## WORK TO DO
In the listing below, how many lines contain the word "grey"? Give only the number.

[Excerpts from segmentation records]
┌────────

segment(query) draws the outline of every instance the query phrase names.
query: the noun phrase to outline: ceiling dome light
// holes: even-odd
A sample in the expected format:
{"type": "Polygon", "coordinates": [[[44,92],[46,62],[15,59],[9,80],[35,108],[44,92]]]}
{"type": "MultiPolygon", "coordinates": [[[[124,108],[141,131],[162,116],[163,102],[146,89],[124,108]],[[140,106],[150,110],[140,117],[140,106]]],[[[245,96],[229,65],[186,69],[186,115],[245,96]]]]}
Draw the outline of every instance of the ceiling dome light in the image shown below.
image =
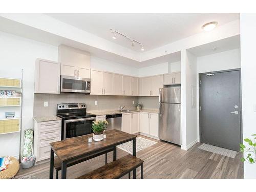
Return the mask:
{"type": "Polygon", "coordinates": [[[114,39],[116,39],[116,34],[115,33],[113,33],[113,36],[112,38],[114,39]]]}
{"type": "Polygon", "coordinates": [[[141,48],[140,49],[140,50],[141,50],[141,51],[144,51],[144,46],[143,46],[143,45],[141,45],[140,46],[140,47],[141,47],[141,48]]]}
{"type": "Polygon", "coordinates": [[[204,31],[209,31],[215,28],[217,25],[217,22],[208,23],[202,26],[202,29],[203,29],[204,31]]]}

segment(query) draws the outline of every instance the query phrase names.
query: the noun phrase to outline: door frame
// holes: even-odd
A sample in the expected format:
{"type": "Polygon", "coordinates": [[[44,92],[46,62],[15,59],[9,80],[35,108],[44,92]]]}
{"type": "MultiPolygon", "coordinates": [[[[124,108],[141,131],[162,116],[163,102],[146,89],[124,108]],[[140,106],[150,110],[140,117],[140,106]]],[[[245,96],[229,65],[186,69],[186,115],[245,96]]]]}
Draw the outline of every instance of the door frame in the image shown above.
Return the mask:
{"type": "MultiPolygon", "coordinates": [[[[239,97],[240,97],[240,143],[243,143],[243,118],[242,118],[242,83],[241,83],[241,68],[236,68],[236,69],[228,69],[228,70],[220,70],[220,71],[211,71],[210,72],[212,72],[213,73],[222,73],[222,72],[231,72],[231,71],[238,71],[239,72],[239,97]]],[[[198,87],[199,87],[199,108],[198,110],[199,111],[199,141],[201,142],[201,111],[200,109],[200,106],[201,106],[201,101],[200,101],[200,98],[201,98],[201,91],[200,91],[200,75],[206,75],[207,74],[208,74],[210,72],[204,72],[204,73],[200,73],[198,74],[198,87]]]]}

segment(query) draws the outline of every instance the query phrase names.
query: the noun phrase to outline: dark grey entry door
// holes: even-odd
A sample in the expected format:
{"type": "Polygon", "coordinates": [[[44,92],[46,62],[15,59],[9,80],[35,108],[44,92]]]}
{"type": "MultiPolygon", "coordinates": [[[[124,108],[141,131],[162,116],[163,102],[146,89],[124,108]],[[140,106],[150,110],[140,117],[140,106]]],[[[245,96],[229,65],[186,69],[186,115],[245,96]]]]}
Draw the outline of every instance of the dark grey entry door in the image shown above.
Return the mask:
{"type": "Polygon", "coordinates": [[[199,87],[200,142],[239,151],[240,70],[200,74],[199,87]]]}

└────────

## OUTPUT
2